Copy out the lines below word for word, leaving out the pictures.

### DATA FOR PROCESSING

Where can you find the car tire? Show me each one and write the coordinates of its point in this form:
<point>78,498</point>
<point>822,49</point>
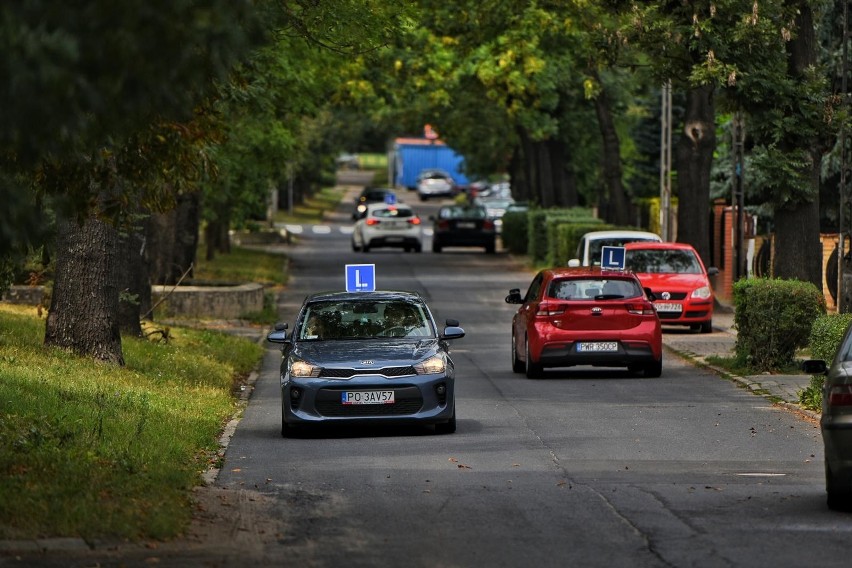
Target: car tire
<point>655,369</point>
<point>533,370</point>
<point>518,366</point>
<point>836,497</point>
<point>448,427</point>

######

» **EXERCISE SOLUTION**
Where can you find the car tire? Show me each one and write the coordinates of its point in this form:
<point>78,498</point>
<point>822,49</point>
Target: car tire
<point>655,369</point>
<point>533,370</point>
<point>518,366</point>
<point>836,497</point>
<point>448,427</point>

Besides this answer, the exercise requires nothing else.